§ **Stated exercise**
Render each of the items below as a JSON list of strings, with one string per line and any blank lines omitted.

§ **Data to process**
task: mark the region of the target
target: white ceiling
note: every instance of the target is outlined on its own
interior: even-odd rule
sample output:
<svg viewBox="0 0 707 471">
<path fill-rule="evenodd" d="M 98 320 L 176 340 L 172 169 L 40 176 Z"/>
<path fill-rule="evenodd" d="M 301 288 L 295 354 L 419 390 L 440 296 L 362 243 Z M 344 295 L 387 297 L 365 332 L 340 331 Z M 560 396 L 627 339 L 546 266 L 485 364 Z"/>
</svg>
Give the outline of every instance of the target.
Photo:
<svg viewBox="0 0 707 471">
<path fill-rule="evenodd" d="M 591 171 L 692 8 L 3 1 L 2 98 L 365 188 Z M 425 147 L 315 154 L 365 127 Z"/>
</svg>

§ **Exercise output**
[
  "task: mark the region of the target",
  "target: white ceiling",
  "note: every instance of the target is outlined on its own",
  "interior: even-odd rule",
  "sample output:",
  "<svg viewBox=\"0 0 707 471\">",
  "<path fill-rule=\"evenodd\" d=\"M 98 320 L 176 340 L 172 169 L 40 176 Z\"/>",
  "<path fill-rule=\"evenodd\" d=\"M 301 288 L 295 354 L 419 390 L 440 296 L 362 243 Z M 344 295 L 387 297 L 365 332 L 340 331 Z M 560 396 L 627 339 L 546 266 L 485 364 Z\"/>",
  "</svg>",
  "Give the outline of every instance of the target.",
  "Photo:",
  "<svg viewBox=\"0 0 707 471\">",
  "<path fill-rule=\"evenodd\" d=\"M 591 171 L 692 8 L 3 1 L 2 98 L 365 188 Z M 425 147 L 315 154 L 365 127 Z\"/>",
  "</svg>"
]